> Written task
Can you repeat word for word the lines of the listing below, starting with the line that contains "Place a point on every instance of the paddle" and going on through the final line of the listing?
= = = = = = =
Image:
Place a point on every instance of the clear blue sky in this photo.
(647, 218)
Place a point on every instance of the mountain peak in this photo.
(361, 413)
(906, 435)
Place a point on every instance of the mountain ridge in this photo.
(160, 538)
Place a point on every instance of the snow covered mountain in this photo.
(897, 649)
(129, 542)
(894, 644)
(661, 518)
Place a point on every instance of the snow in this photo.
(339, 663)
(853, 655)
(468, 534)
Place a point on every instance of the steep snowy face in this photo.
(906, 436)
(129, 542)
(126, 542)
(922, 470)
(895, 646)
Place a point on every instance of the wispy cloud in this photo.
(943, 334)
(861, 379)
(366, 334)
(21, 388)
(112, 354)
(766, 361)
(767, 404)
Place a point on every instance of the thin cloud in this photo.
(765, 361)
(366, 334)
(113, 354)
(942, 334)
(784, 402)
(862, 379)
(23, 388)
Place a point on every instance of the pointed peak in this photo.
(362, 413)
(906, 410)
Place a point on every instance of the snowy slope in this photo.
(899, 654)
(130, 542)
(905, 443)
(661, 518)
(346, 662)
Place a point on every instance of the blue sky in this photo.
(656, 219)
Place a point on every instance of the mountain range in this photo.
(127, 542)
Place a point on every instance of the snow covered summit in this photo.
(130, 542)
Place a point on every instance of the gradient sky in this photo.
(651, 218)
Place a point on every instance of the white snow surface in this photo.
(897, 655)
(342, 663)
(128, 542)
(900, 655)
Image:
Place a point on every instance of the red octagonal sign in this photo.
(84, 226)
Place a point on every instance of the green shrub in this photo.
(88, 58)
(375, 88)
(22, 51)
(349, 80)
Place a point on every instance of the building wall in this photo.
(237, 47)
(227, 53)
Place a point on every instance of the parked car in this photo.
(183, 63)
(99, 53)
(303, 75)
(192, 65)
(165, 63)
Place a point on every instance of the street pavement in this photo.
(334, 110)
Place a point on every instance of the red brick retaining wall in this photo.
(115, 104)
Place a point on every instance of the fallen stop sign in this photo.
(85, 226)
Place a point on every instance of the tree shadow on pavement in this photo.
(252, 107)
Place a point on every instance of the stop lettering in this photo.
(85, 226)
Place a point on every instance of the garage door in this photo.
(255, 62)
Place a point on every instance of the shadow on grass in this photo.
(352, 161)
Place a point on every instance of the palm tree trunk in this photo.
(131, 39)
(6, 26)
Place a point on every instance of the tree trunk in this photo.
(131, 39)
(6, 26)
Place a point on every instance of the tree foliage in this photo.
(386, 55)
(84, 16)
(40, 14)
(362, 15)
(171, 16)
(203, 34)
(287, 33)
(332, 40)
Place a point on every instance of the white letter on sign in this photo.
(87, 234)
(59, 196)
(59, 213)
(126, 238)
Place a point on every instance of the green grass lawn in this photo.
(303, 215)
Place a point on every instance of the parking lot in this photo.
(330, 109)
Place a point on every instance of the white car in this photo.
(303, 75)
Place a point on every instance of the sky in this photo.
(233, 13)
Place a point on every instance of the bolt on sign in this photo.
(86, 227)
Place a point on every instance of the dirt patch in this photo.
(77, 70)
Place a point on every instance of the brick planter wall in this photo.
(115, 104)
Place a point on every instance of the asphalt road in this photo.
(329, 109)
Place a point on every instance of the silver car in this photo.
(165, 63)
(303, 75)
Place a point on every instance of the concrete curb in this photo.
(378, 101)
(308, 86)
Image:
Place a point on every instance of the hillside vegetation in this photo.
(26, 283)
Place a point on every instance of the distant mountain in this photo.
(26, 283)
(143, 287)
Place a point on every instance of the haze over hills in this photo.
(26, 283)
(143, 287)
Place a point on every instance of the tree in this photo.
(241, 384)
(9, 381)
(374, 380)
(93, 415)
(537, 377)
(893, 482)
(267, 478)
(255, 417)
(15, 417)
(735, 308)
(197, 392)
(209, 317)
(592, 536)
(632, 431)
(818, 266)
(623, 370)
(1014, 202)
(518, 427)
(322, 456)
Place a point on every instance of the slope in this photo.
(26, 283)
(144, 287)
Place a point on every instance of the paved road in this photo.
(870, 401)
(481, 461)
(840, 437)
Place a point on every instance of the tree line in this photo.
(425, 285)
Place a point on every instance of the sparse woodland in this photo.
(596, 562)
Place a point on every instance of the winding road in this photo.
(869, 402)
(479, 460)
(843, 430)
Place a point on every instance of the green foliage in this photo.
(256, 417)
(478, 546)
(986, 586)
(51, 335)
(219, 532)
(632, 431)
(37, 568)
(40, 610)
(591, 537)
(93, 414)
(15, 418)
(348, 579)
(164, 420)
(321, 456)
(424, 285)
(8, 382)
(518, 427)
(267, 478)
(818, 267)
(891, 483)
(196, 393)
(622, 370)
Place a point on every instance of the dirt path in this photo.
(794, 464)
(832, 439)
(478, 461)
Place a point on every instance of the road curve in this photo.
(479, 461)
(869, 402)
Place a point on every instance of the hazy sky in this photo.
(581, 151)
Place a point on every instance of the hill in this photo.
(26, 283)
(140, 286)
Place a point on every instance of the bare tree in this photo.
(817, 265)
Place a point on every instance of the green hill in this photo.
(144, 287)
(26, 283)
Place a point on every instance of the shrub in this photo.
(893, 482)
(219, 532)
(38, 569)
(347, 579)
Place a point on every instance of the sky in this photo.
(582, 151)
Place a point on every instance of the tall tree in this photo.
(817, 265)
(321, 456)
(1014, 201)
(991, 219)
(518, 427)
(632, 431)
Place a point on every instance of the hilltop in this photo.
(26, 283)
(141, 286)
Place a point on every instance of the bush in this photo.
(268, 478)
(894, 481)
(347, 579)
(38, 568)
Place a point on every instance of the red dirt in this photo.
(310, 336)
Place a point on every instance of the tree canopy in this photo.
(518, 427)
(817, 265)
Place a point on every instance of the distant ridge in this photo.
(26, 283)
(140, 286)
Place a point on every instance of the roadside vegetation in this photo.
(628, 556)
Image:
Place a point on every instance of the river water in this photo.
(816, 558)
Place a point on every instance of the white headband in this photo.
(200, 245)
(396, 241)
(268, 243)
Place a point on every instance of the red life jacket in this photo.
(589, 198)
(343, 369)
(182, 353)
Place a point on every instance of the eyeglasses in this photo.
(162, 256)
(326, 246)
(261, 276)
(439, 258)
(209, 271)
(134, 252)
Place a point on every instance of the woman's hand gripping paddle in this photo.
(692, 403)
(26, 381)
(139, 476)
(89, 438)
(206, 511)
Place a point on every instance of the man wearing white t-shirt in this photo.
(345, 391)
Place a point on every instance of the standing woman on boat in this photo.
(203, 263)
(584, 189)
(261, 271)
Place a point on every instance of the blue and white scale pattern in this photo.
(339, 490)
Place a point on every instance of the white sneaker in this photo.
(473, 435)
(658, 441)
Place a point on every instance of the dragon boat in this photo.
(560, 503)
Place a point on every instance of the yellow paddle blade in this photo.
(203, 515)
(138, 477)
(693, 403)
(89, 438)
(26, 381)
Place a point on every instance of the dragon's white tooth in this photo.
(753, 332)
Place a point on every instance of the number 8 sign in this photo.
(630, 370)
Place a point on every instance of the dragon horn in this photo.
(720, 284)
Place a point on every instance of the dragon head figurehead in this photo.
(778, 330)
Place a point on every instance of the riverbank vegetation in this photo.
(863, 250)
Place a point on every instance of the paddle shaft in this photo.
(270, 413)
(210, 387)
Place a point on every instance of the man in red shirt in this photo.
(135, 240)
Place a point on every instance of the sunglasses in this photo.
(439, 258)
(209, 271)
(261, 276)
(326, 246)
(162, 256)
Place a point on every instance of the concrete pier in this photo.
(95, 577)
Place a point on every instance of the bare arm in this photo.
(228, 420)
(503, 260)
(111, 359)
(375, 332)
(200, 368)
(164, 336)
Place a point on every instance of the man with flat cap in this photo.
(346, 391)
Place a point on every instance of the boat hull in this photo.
= = = = = = =
> The answer
Place a point on every instance of the paddle shaft in this photo.
(270, 413)
(210, 387)
Place a point on every instance of the man in red shirt in this photo.
(135, 240)
Place a point on every instance of the sunglasses in this photo.
(439, 258)
(209, 271)
(261, 276)
(326, 246)
(162, 256)
Place a point on every instance of the concrete pier in this photo.
(95, 577)
Place a point on every instance of the bare arm in this photo.
(228, 420)
(503, 260)
(111, 359)
(375, 332)
(200, 368)
(164, 336)
Place a point on every instance of the man with flat cap in this photo.
(346, 391)
Place a point on every instance of the boat hull in this photo.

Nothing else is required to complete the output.